== Document segment
Cause & Affects
of Niemann-Pick Type C Disease
If a family is affected by Niemann-Pick Type C disease apparently out of the blue, there is no way they could have prepared for the shock and no measure of prevention, which could have been planned. The tragedy is often compounded by the delayed disease onset. Children may not show symptoms for many years and diagnosis may itself take a number of years. Other children may have been born in this period and will each have a 25% risk of having the disease. There are, sadly, too many instances of families with more than one child affected.
Further complications may arise where symptoms and diagnosis of the disease in an individual are delayed to adulthood and they have families of their own. The affect is that of a time bomb. Once a diagnosis has been obtained in a family then they will be acutely aware that they are at risk in terms of having further children affected. In addition other members of the family will be concerned and wonder if they too, could be affected.
What is it caused by?
In order to appreciate the cause of the disease, some basic understanding of the biology of the cell is needed. This is a complicated subject but it is worth investing a little time to learn about the basic components of the cell and gain a general understanding into how inheritance works.
How does one become affected?
Niemann-Pick Type C is an inherited disease.
It is inherited in an autosomal recessive manner. In simple terms, this means that both parents have to be carriers of the faulty gene. In each pregnancy of a carrier couple, there is a 25% chance that they will pass on this gene mutation to their child.
What are autosomes?
Autosomes are the non-sex related chromosomes, and recessive indicates that the effects of possessing a single copy of a disease-causing gene are hidden. With a recessive condition, a person may be a carrier of a disease gene, but with no noticeable affect in their everyday lives and health.
All types of NPD are autosomal recessive.
Do both parents have to be carriers?
A positive diagnosis of say Niemann-Pick Type C disease in a child means that each of the parents is a carrier of a disease-causing mutation on this gene.
The mutations may be identical from each parent and the child will be referred to as homozygous for this mutation.
In other instances the parental mutations will be different yet disease-causing and, the child will be referred to as heterozygous for the mutations.
Niemann-Pick Type C occurs when 2 copies of the mutated gene (one from each parent) are passed along to their child.
NP-C is divided into two subtypes, NP-C1 and NP-C2, as each is caused by a different gene mutation.
====
== Extracted records
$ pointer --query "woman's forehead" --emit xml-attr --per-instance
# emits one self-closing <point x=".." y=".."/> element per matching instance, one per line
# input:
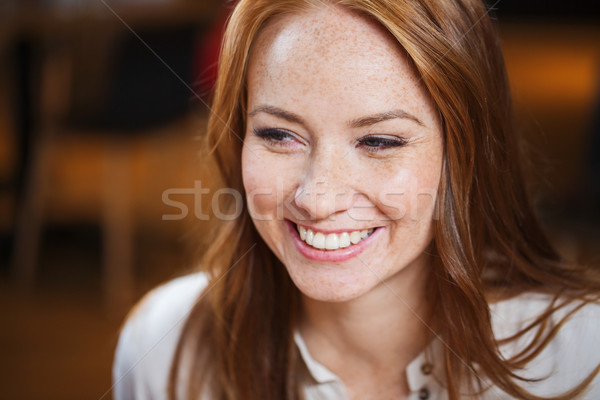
<point x="327" y="32"/>
<point x="331" y="55"/>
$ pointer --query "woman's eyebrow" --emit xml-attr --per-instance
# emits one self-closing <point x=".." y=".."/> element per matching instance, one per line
<point x="355" y="123"/>
<point x="278" y="112"/>
<point x="375" y="118"/>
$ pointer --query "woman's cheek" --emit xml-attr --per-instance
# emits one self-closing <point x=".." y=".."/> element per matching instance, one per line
<point x="268" y="183"/>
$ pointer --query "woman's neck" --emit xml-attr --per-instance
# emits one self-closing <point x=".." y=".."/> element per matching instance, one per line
<point x="377" y="334"/>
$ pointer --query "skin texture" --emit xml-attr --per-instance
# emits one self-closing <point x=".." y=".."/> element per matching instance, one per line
<point x="330" y="69"/>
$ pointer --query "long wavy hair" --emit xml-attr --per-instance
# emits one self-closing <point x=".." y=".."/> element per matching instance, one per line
<point x="238" y="340"/>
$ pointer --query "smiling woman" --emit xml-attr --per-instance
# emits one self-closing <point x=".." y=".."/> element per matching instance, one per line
<point x="388" y="249"/>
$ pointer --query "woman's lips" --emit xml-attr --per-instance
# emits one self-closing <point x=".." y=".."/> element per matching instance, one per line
<point x="338" y="255"/>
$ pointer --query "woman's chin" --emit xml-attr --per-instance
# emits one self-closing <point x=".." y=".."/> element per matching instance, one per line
<point x="333" y="286"/>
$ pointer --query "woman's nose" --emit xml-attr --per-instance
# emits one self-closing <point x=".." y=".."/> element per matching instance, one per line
<point x="325" y="189"/>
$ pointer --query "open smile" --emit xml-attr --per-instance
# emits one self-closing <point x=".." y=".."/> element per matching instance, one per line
<point x="332" y="246"/>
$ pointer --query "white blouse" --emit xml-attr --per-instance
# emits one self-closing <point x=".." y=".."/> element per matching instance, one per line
<point x="149" y="337"/>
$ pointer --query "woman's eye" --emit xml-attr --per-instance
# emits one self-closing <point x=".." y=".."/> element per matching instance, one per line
<point x="378" y="143"/>
<point x="275" y="136"/>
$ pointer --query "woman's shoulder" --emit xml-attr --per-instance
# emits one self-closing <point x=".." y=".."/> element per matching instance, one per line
<point x="571" y="354"/>
<point x="149" y="337"/>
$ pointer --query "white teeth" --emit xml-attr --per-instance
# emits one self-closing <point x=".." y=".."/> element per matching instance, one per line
<point x="309" y="236"/>
<point x="332" y="241"/>
<point x="319" y="241"/>
<point x="344" y="240"/>
<point x="355" y="237"/>
<point x="302" y="231"/>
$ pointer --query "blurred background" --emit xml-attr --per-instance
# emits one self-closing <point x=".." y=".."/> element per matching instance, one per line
<point x="101" y="106"/>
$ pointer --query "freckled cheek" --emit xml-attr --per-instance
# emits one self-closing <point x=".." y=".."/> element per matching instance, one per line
<point x="267" y="185"/>
<point x="408" y="195"/>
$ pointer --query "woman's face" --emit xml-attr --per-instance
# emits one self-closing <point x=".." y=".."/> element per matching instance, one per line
<point x="341" y="142"/>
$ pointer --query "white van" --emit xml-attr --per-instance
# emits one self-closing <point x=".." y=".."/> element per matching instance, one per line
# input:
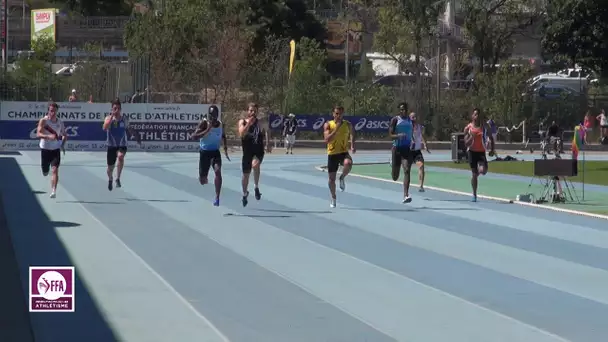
<point x="579" y="84"/>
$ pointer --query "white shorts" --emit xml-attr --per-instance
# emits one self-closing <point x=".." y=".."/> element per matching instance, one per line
<point x="290" y="139"/>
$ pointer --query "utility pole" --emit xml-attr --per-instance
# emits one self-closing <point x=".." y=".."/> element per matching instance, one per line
<point x="346" y="52"/>
<point x="4" y="33"/>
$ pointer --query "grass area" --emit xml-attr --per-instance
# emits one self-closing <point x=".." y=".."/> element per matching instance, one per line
<point x="596" y="172"/>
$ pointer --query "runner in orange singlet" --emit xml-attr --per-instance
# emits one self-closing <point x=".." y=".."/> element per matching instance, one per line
<point x="475" y="139"/>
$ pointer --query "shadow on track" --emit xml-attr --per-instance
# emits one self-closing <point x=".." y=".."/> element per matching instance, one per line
<point x="36" y="243"/>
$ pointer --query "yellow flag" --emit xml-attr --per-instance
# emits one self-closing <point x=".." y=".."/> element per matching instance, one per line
<point x="292" y="56"/>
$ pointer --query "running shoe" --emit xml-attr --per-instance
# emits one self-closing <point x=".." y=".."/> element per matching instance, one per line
<point x="258" y="194"/>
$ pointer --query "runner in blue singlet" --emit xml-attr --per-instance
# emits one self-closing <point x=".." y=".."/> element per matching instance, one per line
<point x="401" y="131"/>
<point x="211" y="133"/>
<point x="117" y="127"/>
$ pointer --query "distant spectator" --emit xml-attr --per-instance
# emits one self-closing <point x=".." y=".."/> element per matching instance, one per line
<point x="603" y="123"/>
<point x="73" y="97"/>
<point x="137" y="97"/>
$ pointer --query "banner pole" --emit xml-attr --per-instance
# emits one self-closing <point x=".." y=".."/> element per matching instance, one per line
<point x="583" y="175"/>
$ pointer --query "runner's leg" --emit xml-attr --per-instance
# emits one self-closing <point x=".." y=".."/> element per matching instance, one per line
<point x="55" y="162"/>
<point x="217" y="168"/>
<point x="122" y="152"/>
<point x="111" y="156"/>
<point x="421" y="174"/>
<point x="204" y="163"/>
<point x="333" y="163"/>
<point x="406" y="162"/>
<point x="347" y="165"/>
<point x="395" y="164"/>
<point x="473" y="163"/>
<point x="45" y="162"/>
<point x="246" y="165"/>
<point x="256" y="165"/>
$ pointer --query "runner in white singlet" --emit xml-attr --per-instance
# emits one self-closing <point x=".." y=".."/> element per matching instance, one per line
<point x="51" y="132"/>
<point x="419" y="143"/>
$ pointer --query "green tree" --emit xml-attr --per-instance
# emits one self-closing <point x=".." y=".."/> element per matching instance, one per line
<point x="491" y="26"/>
<point x="190" y="45"/>
<point x="288" y="19"/>
<point x="406" y="29"/>
<point x="577" y="30"/>
<point x="266" y="73"/>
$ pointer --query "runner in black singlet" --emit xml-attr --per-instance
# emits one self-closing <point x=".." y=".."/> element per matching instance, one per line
<point x="255" y="140"/>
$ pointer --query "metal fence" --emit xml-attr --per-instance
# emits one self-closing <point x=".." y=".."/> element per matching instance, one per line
<point x="107" y="76"/>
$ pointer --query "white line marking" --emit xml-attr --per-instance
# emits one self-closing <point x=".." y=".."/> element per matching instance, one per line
<point x="447" y="294"/>
<point x="162" y="280"/>
<point x="498" y="199"/>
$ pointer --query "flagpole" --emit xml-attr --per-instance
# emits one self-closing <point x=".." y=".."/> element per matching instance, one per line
<point x="583" y="175"/>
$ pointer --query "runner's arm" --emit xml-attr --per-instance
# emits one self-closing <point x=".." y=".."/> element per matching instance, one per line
<point x="423" y="138"/>
<point x="492" y="142"/>
<point x="40" y="130"/>
<point x="107" y="122"/>
<point x="266" y="128"/>
<point x="242" y="129"/>
<point x="328" y="135"/>
<point x="391" y="129"/>
<point x="64" y="134"/>
<point x="352" y="135"/>
<point x="224" y="139"/>
<point x="201" y="130"/>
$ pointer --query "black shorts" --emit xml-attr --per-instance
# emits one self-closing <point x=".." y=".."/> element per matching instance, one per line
<point x="207" y="159"/>
<point x="250" y="152"/>
<point x="476" y="158"/>
<point x="334" y="161"/>
<point x="417" y="156"/>
<point x="49" y="158"/>
<point x="112" y="154"/>
<point x="400" y="154"/>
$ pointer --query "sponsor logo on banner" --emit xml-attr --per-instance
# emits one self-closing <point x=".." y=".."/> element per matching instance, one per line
<point x="52" y="289"/>
<point x="162" y="127"/>
<point x="77" y="111"/>
<point x="277" y="122"/>
<point x="311" y="122"/>
<point x="70" y="132"/>
<point x="372" y="124"/>
<point x="318" y="124"/>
====
## How to complete this task
Answer these questions from the Niemann-Pick Type C text:
1. In each pregnancy of a carrier couple, what is the chance of passing on the gene mutation to the child?
2. What is a child called when the mutations from each parent are identical?
3. What are the two subtypes of NP-C?
These lines are separate material, apart from the Niemann-Pick Type C text.

## Result of this task
1. 25%
2. Homozygous for the mutation
3. NP-C1 and NP-C2